Emsal Mahkeme Kararı İstanbul 19. Asliye Ticaret Mahkemesi 2018/583 E. 2020/72 K. 28.01.2020 T.

Görüntülediğiniz mahkeme kararı henüz kesinleşmemiştir. Yararlı olması amacıyla eklenmiştir.

T.C.
İSTANBUL
19. ASLİYE TİCARET MAHKEMESİ

ESAS NO : 2018/583 Esas
KARAR NO : 2020/72 Karar
DAVA : İtirazın İptali (Ticari Satımdan Kaynaklanan)
DAVA TARİHİ : 24/12/2018
KARAR TARİHİ : 28/01/2020

Davacı vekili tarafından davalı aleyhine mahkememizde açılan davada yapılan açık yargılamalar neticesinde ;
DAVA: Davacı vekili dava dilekçesinde özetle; Müvekkili şirket ile davalı borçlu arasında ticari ilişkiden kaynaklı bir borç ilişkisi bulunduğu cari hesap ekstresinden görüleceği gibi borçlu davalı … Tic. A.Ş.’nin müvekkiline 22.976,49 TL borçlu olduğunu , müvekkili şirket lehine ….İcra Müdürlüğünün … Esas sayılı dosyası ile 23.798,92 TL olan cari hesap alacağının tahsili için ilamsız icra yolu ile davalı aleyhine icra takibi başlatıldığını, davalı borçlu tarafından asıl alacağa, borca, faize ve faiz oranına ve borcun diğer fer’ilerine itirazda bulunduğunu, müvekkil şirket ile davalı borçlu arasındaki alacak ilişkisi cari ekstre, fatura ve teslim tutanakları ile de sabit olmasına rağmen davalının zaman kazanma adına takibe haksız itiraz etiğini, davalı borçlunun itirazının iptaline takibin devamına karar verilmesini davalı borçlunun asgari %20 icra inkar tazminatına mahkum edilmesini mahkeme masrafları ve vekalet ücretinin karşı tarafa yükletilmesini talep etmiştir.

* [Görev malzemesi]
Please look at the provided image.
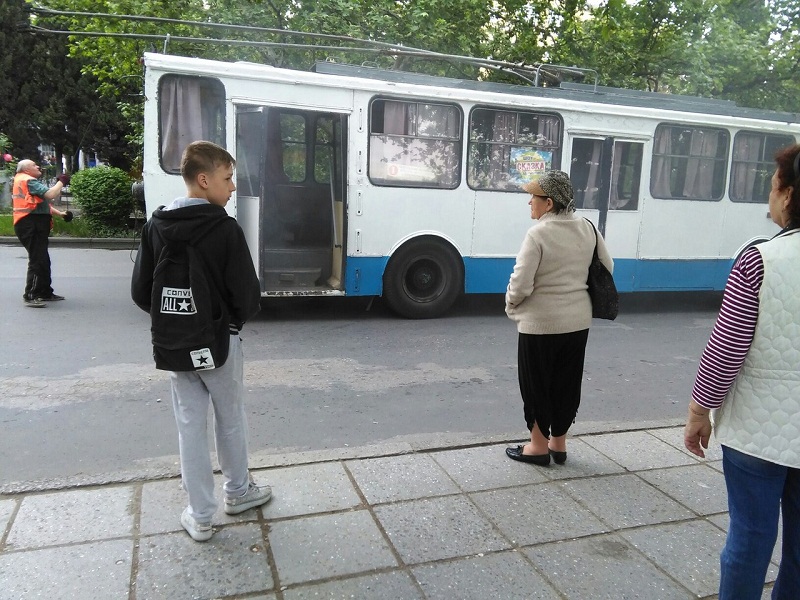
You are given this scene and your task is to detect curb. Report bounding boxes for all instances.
[0,418,685,497]
[0,235,139,250]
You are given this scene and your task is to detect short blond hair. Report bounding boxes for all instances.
[181,140,236,183]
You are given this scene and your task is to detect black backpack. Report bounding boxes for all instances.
[150,232,230,371]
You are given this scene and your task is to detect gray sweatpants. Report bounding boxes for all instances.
[170,335,249,523]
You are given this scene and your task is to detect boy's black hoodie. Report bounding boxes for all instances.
[131,203,261,329]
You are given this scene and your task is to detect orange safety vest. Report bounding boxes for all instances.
[12,173,43,225]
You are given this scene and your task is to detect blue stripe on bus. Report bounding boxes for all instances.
[345,256,733,296]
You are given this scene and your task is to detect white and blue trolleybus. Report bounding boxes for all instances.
[143,53,800,318]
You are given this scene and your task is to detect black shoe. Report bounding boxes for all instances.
[25,298,47,308]
[506,446,550,467]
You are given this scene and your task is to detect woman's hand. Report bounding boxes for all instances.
[683,400,711,458]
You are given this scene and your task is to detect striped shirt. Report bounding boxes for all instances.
[692,247,764,409]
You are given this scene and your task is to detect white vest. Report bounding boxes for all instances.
[714,229,800,468]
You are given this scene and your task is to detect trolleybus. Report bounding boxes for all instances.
[144,53,800,318]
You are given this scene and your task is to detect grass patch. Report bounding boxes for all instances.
[0,214,134,238]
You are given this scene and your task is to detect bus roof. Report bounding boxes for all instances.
[312,61,800,123]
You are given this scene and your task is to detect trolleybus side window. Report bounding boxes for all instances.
[570,137,644,210]
[314,117,334,183]
[729,131,794,204]
[467,108,562,192]
[280,113,308,183]
[369,99,462,189]
[650,124,730,200]
[158,75,225,173]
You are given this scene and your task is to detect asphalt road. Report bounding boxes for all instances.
[0,246,720,487]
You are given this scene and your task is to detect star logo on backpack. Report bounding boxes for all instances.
[189,348,216,371]
[150,227,231,371]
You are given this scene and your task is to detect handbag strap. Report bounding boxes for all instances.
[583,217,597,260]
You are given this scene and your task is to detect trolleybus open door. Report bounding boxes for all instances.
[231,105,346,296]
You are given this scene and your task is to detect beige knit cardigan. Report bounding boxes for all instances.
[506,212,614,334]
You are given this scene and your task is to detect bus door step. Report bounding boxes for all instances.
[264,267,322,290]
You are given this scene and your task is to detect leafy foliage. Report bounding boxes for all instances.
[70,167,133,235]
[0,0,800,178]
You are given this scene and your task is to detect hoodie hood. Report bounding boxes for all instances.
[151,202,230,242]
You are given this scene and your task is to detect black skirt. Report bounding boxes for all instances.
[517,329,589,438]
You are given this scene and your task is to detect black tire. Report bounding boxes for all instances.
[383,239,464,319]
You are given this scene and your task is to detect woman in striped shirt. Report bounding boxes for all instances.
[684,145,800,600]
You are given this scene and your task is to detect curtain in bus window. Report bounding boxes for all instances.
[416,104,460,140]
[608,141,644,210]
[569,138,603,208]
[369,101,460,188]
[159,76,224,172]
[536,115,561,150]
[650,127,672,198]
[488,111,517,189]
[683,129,721,200]
[383,100,416,135]
[730,133,764,201]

* [Kısa görev A] Mahkeme kararında dava tarihi olarak hangi tarih yazılıdır?
* [Kısa görev B] Listede "hand. Report bounding boxes for all instances." ifadesini içeren satırdan "[150,227,231,371]" ifadesini içeren satıra kadar her şeyi, iki uç da dahil olmak üzere, boş satırları atlayarak numaralı liste hâlinde düzenle.

* [Alıştırma çıktısı A] 24/12/2018

* [Alıştırma çıktısı B]
1. You are given this scene and your task is to detect woman's hand. Report bounding boxes for all instances.
2. [683,400,711,458]
3. You are given this scene and your task is to detect striped shirt. Report bounding boxes for all instances.
4. [692,247,764,409]
5. You are given this scene and your task is to detect white vest. Report bounding boxes for all instances.
6. [714,229,800,468]
7. You are given this scene and your task is to detect trolleybus. Report bounding boxes for all instances.
8. [144,53,800,318]
9. You are given this scene and your task is to detect grass patch. Report bounding boxes for all instances.
10. [0,214,134,238]
11. You are given this scene and your task is to detect bus roof. Report bounding boxes for all instances.
12. [312,61,800,123]
13. You are given this scene and your task is to detect trolleybus side window. Report bounding boxes for all instances.
14. [570,137,644,210]
15. [314,117,334,183]
16. [729,131,794,204]
17. [467,108,562,192]
18. [280,113,308,183]
19. [369,99,462,189]
20. [650,124,730,200]
21. [158,75,225,173]
22. You are given this scene and your task is to detect asphalt road. Report bounding boxes for all instances.
23. [0,246,720,487]
24. You are given this scene and your task is to detect star logo on backpack. Report bounding boxes for all instances.
25. [189,348,216,371]
26. [150,227,231,371]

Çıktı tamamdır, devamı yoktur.